======== RECORDS SHOWN

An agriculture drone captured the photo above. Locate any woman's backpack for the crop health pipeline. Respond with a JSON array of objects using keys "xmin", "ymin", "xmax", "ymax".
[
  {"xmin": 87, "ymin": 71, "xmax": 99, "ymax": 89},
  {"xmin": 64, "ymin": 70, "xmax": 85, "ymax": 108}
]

================

**WHAT THE EXERCISE ASKS:** Restate the material word for word.

**WRITTEN REPLY:**
An agriculture drone captured the photo above. Locate any woman's backpack for the crop health pipeline. Respond with a JSON array of objects using keys "xmin", "ymin", "xmax", "ymax".
[
  {"xmin": 87, "ymin": 71, "xmax": 99, "ymax": 89},
  {"xmin": 64, "ymin": 70, "xmax": 85, "ymax": 108}
]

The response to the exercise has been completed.